**What to do:** Below is a set of records, and all of them should be retyped exactly, minus the pictures.

**Records:**

[Start of section]

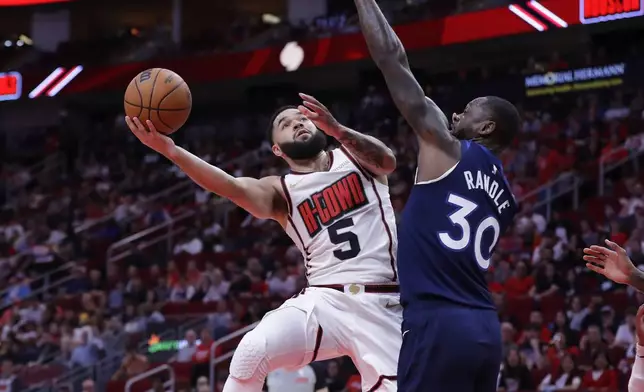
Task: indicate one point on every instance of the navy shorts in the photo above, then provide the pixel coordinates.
(449, 348)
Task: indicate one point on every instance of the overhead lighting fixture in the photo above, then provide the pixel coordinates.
(25, 39)
(271, 19)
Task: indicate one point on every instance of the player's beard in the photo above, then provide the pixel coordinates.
(301, 150)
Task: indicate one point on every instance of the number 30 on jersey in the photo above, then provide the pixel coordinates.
(460, 219)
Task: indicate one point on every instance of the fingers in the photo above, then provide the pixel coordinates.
(308, 113)
(594, 259)
(316, 108)
(311, 99)
(592, 252)
(151, 126)
(595, 268)
(135, 126)
(640, 313)
(603, 250)
(614, 246)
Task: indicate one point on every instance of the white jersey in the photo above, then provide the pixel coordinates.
(301, 380)
(343, 222)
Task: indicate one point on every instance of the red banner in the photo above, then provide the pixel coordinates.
(534, 16)
(13, 3)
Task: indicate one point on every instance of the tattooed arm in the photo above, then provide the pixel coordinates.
(636, 280)
(371, 153)
(438, 149)
(613, 262)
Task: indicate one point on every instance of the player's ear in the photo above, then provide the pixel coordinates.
(487, 128)
(277, 150)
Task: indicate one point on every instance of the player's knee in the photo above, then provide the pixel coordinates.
(250, 359)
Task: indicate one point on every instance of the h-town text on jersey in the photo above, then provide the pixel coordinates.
(324, 207)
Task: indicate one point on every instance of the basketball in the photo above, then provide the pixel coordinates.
(161, 96)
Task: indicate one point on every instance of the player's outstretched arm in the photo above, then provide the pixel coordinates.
(614, 263)
(259, 197)
(636, 382)
(422, 114)
(370, 152)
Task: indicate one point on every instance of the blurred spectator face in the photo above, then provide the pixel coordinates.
(513, 358)
(295, 137)
(95, 275)
(205, 335)
(520, 271)
(155, 270)
(7, 368)
(536, 318)
(191, 337)
(546, 255)
(202, 384)
(507, 333)
(332, 369)
(550, 269)
(594, 335)
(601, 362)
(575, 304)
(567, 364)
(560, 319)
(217, 276)
(88, 386)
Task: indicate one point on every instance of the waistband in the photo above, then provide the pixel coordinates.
(354, 288)
(434, 302)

[End of section]

**Written reply:**
Task: indicate one point on every instance of the navy shorts in the photo above, then provide the pixel coordinates.
(449, 348)
Task: indicate one point on every instance of the overhead lighting fixture in the photo above, then provide the pixel coordinates.
(25, 39)
(271, 19)
Task: indicate one point on every instance of the player's beard in the photo above, then provide the pixel coordinates.
(301, 150)
Task: indicate one point on every instance of the number 30 on jersey in the photo above, then provide the pixel coordinates.
(460, 219)
Task: indicate one point on every instance of the fingers in the photo above, then provide the pixel coordinates.
(308, 113)
(594, 259)
(316, 108)
(311, 99)
(592, 252)
(151, 126)
(595, 268)
(135, 126)
(640, 313)
(603, 250)
(614, 246)
Task: indicate one point on every instance of the white jersey in the photo above, then provide the pixel coordinates.
(301, 380)
(343, 222)
Task: indicate one point on every instance of the red banner in the photo above, then provide the pixel coordinates.
(534, 16)
(13, 3)
Task: indicate one point on every instance of the tattooed arm in the photo above, then provide the pixel coordinates.
(636, 280)
(371, 153)
(438, 149)
(613, 262)
Task: indicate one point on every instance of the player's ear in the photo above, then provide the pixel coordinates.
(487, 128)
(277, 150)
Task: indicate one point on every instance of the player's knee in the photo above, then provide the pixel coordinates.
(250, 359)
Task: indicate one point on every instance of the h-town text on jersey in the photo above, then provide the pixel coordinates.
(324, 207)
Task: indicate one point on every instance of the basketball in the photo above, then provide the pixel coordinates.
(161, 96)
Task: indicate one point on every instance of the player's outstretched arm in the photo above, then provide the pixel coordinates.
(614, 263)
(259, 197)
(636, 382)
(422, 114)
(370, 152)
Task: indicate one point on every instance of the blurred spectator face in the photo above, then provide the pixel coordinates.
(513, 358)
(295, 137)
(95, 275)
(205, 335)
(520, 271)
(155, 270)
(7, 368)
(536, 318)
(191, 337)
(546, 255)
(202, 384)
(507, 333)
(332, 369)
(550, 269)
(594, 335)
(601, 362)
(575, 304)
(567, 364)
(560, 319)
(217, 276)
(88, 386)
Task: indicate one point on every instance of the waistband in the photo above, then provide the pixel coordinates.
(354, 288)
(434, 302)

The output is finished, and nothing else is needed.